**Given exercise**.
Copy out the whole listing below line for line, but multiply each coordinate given after a picture by 0.65 and round it to a whole number, with halves rounded up. Leave the pictures out of your copy.

- - -

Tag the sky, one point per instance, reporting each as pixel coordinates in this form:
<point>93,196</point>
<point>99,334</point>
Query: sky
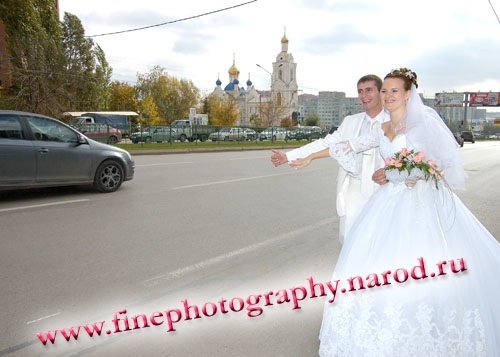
<point>452,45</point>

- - -

**Output of the task**.
Tag the sky, one point per instance, reporting each as pixel coordinates in this form:
<point>93,196</point>
<point>99,334</point>
Query: sky
<point>294,29</point>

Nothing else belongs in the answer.